> TASKS TO CARRY OUT:
1. In the libstdc++ bug report, which header fields appear from "Product" through "Component", and what value does each one have?
2. Write the next part of the bug report about std::atomic::wait deadlocking, starting right after its final sentence.

> EXCERPT PROVIDED:
___

[Bug libstdc++/106183] New: std::atomic::wait might deadlock on platforms without platform_wait()

["lewissbaker.opensource at gmail dot com" <gcc-bugzilla@gcc.gnu.org>]

https://gcc.gnu.org/bugzilla/show_bug.cgi?id=106183

            Bug ID: 106183
           Summary: std::atomic::wait might deadlock on platforms without
                    platform_wait()
           Product: gcc
           Version: unknown
            Status: UNCONFIRMED
          Severity: normal
          Priority: P3
         Component: libstdc++
          Assignee: unassigned at gcc dot gnu.org
          Reporter: lewissbaker.opensource at gmail dot com
  Target Milestone: ---

I have been doing some research on implementations of std::atomic::notify_all()
and std::atomic::wait() as part of a C++ paper I've been working on.

I've recently been studying the libc++ implementation and I think I have
discovered a potential bug in the implementation for platforms that do not have
__GLIBCXX_HAVE_PLATFORM_WAIT defined (i.e. that don't have futex syscall or
similar) and for std::atomic<T> types where T is different from
__platform_wait_t.

___

Data listing:
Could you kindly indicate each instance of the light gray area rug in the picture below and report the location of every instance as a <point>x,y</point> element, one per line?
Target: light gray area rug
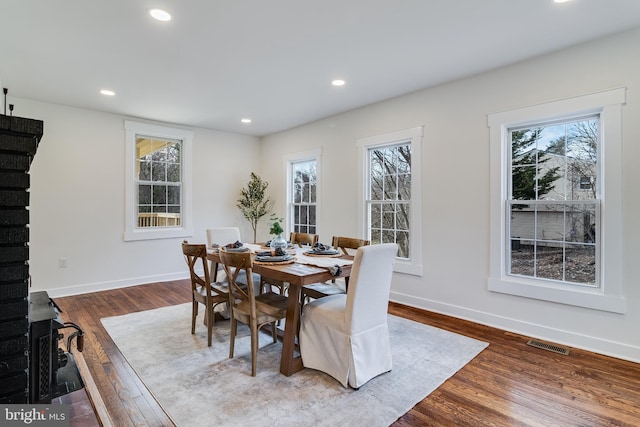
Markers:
<point>200,386</point>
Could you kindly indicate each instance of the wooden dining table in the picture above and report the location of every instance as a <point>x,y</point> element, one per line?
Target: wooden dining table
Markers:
<point>296,275</point>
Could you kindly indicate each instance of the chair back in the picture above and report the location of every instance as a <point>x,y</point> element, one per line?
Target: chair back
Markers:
<point>344,243</point>
<point>234,263</point>
<point>304,239</point>
<point>194,254</point>
<point>369,286</point>
<point>222,235</point>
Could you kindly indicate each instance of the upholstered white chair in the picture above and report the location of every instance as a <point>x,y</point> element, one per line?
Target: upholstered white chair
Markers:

___

> TASK-BY-TASK RESULTS:
1.
Product: gcc
Version: unknown
Status: UNCONFIRMED
Severity: normal
Priority: P3
Component: libstdc++

2.
I believe there is potential for a thread calling x.wait(old) to fail to be
unblocked by a call by another thread to x.notify_all() after modifying the
value to something other than 'old'.

I have reduced the current implementation of the std::atomic<T>::wait() and
std::atomic<T>::notify_all() functions and I believe the code currently in
trunk to be effectively equivalent to the following code-snippet:

------
using __platform_wait_t = std::uint64_t;

struct __waiter_pool {
  std::atomic<__platform_wait_t> _M_wait{0};
  std::mutex _M_mut;
  std::atomic<__platform_wait_t> _M_ver{0};
  std::condition_variable _M_cv;

  static __waiter_pool& _S_for(void* __addr) noexcept {
    constexpr uintptr_t __count = 16;
    static __waiter_pool __x[__count];
    uintptr_t __key = (((uintptr_t)__addr) >> 2) % __count;
    return __x[__key];
  }
};

template<typename _Tp>
bool __atomic_compare(const _Tp& __a, const _Tp& __b) noexcept {
  return std::memcmp(std::addressof(__a), std::addressof(__b), sizeof(_Tp)) ==
0;
}

template<typename T>
void atomic<T>::wait(T __old, memory_order __mo = memory_order_seq_cst)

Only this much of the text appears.